Items from a dataset:

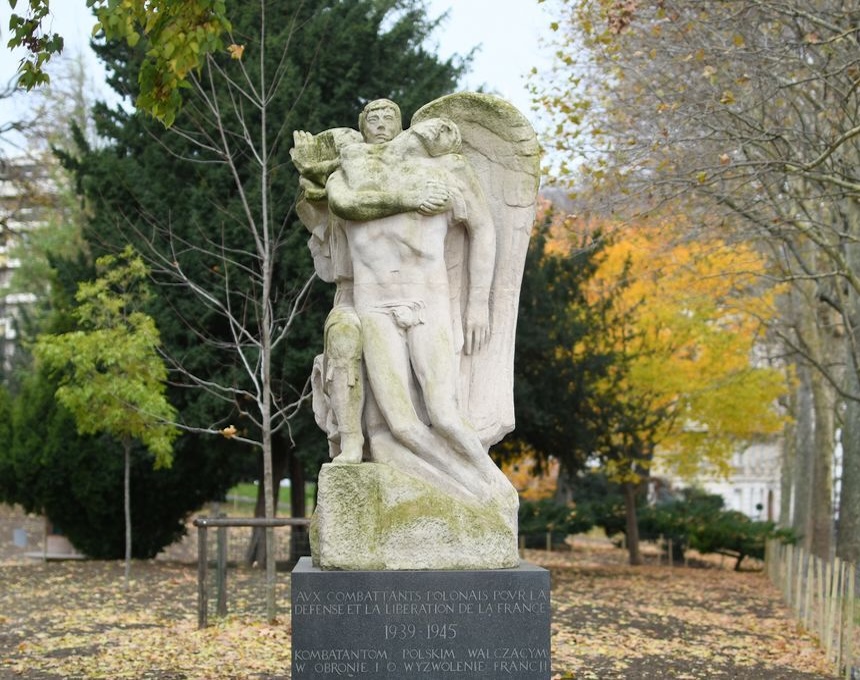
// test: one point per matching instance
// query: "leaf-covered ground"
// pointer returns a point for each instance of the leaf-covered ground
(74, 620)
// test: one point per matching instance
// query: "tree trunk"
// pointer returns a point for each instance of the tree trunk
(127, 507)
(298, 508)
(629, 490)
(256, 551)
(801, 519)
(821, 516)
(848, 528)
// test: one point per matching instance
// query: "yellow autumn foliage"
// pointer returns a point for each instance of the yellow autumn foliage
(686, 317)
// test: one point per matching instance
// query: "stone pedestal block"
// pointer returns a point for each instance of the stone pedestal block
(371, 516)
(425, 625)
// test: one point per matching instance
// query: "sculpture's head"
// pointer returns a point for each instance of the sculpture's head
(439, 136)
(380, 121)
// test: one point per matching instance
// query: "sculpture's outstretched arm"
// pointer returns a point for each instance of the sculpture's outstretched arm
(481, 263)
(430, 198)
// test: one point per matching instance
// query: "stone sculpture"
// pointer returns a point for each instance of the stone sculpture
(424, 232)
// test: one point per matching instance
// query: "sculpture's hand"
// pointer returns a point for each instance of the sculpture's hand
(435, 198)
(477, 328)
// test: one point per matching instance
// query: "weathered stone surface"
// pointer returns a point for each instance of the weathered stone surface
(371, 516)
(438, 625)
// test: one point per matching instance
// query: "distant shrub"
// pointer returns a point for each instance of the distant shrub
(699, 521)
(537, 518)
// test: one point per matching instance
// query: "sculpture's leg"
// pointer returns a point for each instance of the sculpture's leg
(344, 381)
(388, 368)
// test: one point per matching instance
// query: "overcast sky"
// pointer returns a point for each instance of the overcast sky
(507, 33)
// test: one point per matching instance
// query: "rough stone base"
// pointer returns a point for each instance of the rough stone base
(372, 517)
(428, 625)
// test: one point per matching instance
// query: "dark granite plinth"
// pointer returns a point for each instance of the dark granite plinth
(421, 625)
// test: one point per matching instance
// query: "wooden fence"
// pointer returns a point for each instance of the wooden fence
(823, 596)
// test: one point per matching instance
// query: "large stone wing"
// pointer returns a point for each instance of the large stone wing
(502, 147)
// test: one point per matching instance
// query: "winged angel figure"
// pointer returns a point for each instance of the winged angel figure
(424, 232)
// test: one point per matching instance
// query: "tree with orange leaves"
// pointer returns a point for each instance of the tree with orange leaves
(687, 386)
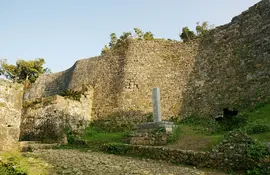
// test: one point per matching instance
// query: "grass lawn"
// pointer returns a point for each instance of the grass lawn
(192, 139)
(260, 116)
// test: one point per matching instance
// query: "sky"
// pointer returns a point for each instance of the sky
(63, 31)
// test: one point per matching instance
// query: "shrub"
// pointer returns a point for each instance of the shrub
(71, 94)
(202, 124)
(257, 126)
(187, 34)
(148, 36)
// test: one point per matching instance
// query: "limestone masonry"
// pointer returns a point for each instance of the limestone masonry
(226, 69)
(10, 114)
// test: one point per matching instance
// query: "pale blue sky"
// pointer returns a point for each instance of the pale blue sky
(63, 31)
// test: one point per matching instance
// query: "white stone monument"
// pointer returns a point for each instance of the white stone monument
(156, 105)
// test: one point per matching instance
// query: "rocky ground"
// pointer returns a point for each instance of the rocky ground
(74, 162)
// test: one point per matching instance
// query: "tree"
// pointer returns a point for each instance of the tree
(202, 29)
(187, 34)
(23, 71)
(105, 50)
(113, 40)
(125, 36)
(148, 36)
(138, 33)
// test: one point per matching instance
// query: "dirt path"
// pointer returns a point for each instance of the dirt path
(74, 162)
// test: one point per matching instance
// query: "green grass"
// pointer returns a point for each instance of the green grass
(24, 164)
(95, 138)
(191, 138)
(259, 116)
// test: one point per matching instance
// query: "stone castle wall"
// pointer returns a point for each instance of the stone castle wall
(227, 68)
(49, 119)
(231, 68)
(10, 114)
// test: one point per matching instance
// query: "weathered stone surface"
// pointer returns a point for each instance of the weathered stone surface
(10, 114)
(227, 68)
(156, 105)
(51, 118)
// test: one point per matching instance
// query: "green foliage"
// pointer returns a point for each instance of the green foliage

__Task details__: In your copy of the entries above, leave out the pictures and keep every word exact.

__Response below__:
// test: one point per matching instance
// query: "leaf-covered ground"
// pointer returns a point for each instance of the leaf-covered ground
(74, 620)
// test: one point per matching instance
// query: "tree trunk"
// pointer returns a point for each instance of the tree trunk
(127, 507)
(298, 508)
(629, 490)
(256, 551)
(801, 519)
(821, 516)
(848, 528)
// test: one point per matching instance
// query: "yellow autumn foliage"
// pointer returns a point for each instance of the yellow autumn foliage
(686, 317)
// test: one point per matching instance
// query: "stone pedestal block"
// pointer returns a point for each instance of the stone pedestal block
(371, 516)
(425, 625)
// test: one point per matching instance
// query: "sculpture's head"
// pointer returns a point for each instance of the sculpture's head
(439, 136)
(380, 121)
// test: one point per matching instance
// query: "sculpture's outstretched arm"
// pointer returns a point for each instance of the sculpture's outstretched arm
(481, 263)
(430, 198)
// test: one point per matching instance
// query: "stone sculpture"
// pointer returns a point for each instance of the stone sculpture
(424, 232)
// test: one point per matching instance
// query: "sculpture's hand"
// pointer returns a point for each instance of the sculpture's hand
(435, 198)
(477, 328)
// test: one point per matching instance
// query: "weathered stone surface"
// pointer returns a point for each instance of the weathered stone surface
(371, 516)
(438, 625)
// test: one point per matching instance
// query: "distant shrub"
// pointer returns a point for each instance of the distant shrub
(699, 521)
(537, 518)
// test: one point per matching instance
// query: "sculpture's leg"
// pointer returns a point for each instance of the sculpture's leg
(344, 381)
(388, 368)
// test: one point per matching instance
// query: "overcast sky"
// pointer returns a point for each instance of the overcast sky
(507, 33)
// test: one point per matching instance
// query: "rough stone base"
// pointer returns a point for each instance of the rough stone base
(372, 517)
(428, 625)
// test: one point per matching instance
// query: "dark granite plinth"
// pointer returns a point for each instance of the dark granite plinth
(421, 625)
// test: one point per matching instance
// query: "wooden fence"
// pointer returns a point for each instance of the wooden fence
(823, 596)
// test: one point per matching instance
// query: "large stone wing"
// pointer returns a point for each instance of the large stone wing
(502, 147)
// test: one point per matching instance
// query: "winged angel figure"
// pointer returns a point for each instance of the winged angel figure
(424, 232)
// test: one point per matching instance
// query: "tree with orange leaves"
// pointer returns a point for each instance of the tree with orange leaves
(687, 386)
// test: one point per matching instance
// query: "grass lawn"
// pointer returns a point for each instance of the grass lawn
(192, 139)
(260, 116)
// test: one point per matching instance
// query: "sky"
// pointer returns a point for each instance of the sky
(63, 31)
// test: one point per matching instance
// query: "shrub"
// pointer returns a point for each instance of the shrub
(71, 94)
(202, 124)
(257, 126)
(187, 34)
(148, 36)
// test: one point per matching instance
// query: "limestone masonry"
// pointer returns a point for each instance of the limestone masonry
(226, 69)
(10, 114)
// test: one point per matching instance
// query: "pale blue sky"
// pointer returns a point for each instance of the pale blue sky
(63, 31)
// test: one point per matching instance
// query: "white stone monument"
// pointer returns a point for each instance of the white stone monument
(156, 105)
// test: one point per matching instance
// query: "rocky ground"
// pointer returns a point for each instance of the rocky ground
(74, 162)
// test: one point per matching instance
// query: "tree"
// pointer returns a point for each instance of the tree
(202, 29)
(187, 34)
(23, 71)
(105, 50)
(113, 40)
(125, 36)
(148, 36)
(138, 33)
// test: one point per matching instance
// query: "dirt path"
// pointer returns a point for each instance of the dirt path
(74, 162)
// test: one point per matching instance
// query: "green grass"
// pointer returns a point for each instance of the green grass
(24, 164)
(95, 138)
(191, 138)
(259, 116)
// test: one point per matching instance
// query: "stone castle wall"
// pointer returns a point for each instance of the stone castle wall
(227, 68)
(49, 119)
(231, 68)
(10, 114)
// test: one point per matching instance
// query: "weathered stone surface"
// pointer returns a point for each instance of the weathered stone surface
(10, 114)
(227, 68)
(156, 105)
(51, 118)
// test: one point per matching instance
// query: "green foliage"
// pointer returns a point for each instance of the green foliage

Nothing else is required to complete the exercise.